Direction
Scale everything from the line containing "Task: Locate every instance of bird in" down to the line containing "[951,351,1027,526]", both included, and write out every one of those lines again, including the ones beginning with "Task:". Multiply each bounding-box coordinate in the answers by 2.2 and round it to a whole number, halves up, leaving all other text unchanged.

Material provided
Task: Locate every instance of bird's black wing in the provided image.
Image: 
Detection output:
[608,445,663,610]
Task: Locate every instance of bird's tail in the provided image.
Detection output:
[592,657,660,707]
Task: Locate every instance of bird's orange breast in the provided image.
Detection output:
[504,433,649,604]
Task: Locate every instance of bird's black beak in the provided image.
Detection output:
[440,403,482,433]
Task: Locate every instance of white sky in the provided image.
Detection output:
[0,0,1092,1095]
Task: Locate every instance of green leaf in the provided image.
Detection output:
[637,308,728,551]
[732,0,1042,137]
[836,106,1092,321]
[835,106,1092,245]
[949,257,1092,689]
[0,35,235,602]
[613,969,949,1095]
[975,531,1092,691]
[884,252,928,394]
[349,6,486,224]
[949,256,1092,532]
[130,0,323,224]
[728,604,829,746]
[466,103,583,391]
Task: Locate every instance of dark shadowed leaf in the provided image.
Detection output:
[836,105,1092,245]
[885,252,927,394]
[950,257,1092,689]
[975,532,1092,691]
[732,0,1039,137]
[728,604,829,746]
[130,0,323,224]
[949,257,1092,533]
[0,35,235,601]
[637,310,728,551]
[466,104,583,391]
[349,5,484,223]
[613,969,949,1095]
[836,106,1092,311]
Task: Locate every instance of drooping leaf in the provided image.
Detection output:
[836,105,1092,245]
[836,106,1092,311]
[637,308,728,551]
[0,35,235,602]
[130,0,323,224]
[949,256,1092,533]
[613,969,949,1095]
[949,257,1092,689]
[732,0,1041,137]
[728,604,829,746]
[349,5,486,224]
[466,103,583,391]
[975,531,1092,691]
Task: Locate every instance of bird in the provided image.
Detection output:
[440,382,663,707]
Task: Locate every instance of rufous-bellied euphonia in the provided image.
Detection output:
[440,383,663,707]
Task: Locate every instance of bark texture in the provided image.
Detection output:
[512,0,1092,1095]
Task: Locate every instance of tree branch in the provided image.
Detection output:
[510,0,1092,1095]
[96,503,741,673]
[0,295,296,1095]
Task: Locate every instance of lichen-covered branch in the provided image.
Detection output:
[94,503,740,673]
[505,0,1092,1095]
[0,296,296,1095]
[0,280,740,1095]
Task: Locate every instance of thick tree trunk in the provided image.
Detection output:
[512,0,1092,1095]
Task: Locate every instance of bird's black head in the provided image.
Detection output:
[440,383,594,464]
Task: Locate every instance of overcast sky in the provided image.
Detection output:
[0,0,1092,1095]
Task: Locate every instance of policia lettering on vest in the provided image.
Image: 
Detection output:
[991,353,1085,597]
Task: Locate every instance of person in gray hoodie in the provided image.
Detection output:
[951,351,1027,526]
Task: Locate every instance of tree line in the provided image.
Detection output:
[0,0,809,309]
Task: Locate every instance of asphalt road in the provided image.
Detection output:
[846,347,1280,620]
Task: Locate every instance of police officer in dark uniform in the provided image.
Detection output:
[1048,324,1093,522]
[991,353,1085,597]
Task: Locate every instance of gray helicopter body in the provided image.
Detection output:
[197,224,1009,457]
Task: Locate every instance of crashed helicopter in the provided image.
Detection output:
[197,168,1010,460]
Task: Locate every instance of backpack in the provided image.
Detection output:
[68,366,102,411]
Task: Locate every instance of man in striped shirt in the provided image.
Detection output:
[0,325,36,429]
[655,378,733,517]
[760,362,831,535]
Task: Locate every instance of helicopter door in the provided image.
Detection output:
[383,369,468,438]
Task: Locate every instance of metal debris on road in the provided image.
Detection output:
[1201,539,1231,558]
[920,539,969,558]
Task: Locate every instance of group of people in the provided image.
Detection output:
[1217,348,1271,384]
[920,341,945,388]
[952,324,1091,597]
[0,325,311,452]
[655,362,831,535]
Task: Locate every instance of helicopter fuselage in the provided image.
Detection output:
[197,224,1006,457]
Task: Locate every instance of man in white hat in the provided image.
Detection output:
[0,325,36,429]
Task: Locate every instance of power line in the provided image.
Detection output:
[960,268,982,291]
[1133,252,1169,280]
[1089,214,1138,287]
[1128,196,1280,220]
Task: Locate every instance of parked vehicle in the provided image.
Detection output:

Output for this task
Task: Locate every instance of bird in the provided image.
Detection output:
[968,840,1459,1555]
Task: Locate every instance of rufous-bellied euphonia in the provided image.
Detection output:
[968,843,1459,1555]
Task: Locate every instance of bark texture in the provided image.
Detection output:
[1126,0,2402,2409]
Task: Locate every instance of tree branch in the provided image.
Detection output:
[1122,0,2402,2409]
[211,1107,1630,1481]
[0,649,651,2409]
Task: Locate every instance of lichen-covered branch in the provided image.
Detection output:
[207,1107,1628,1481]
[1111,0,2402,2409]
[0,651,651,2409]
[0,616,1628,2409]
Task: Locate every instance of thick tree trunk in the provided image.
Detection output:
[1126,0,2402,2409]
Task: Locate every instance of bird's black head in the provided image.
Detection output:
[968,843,1307,1021]
Task: Locate every instance of overcast sky in the provided image.
Detection output:
[0,0,2402,2409]
Task: Locate every instance of policia lettering on vest in the provided image.
Image: 
Detection output:
[2180,777,2387,1313]
Task: Locate every instance of person in gray hoodie in the provided image.
Detection output:
[2092,772,2259,1157]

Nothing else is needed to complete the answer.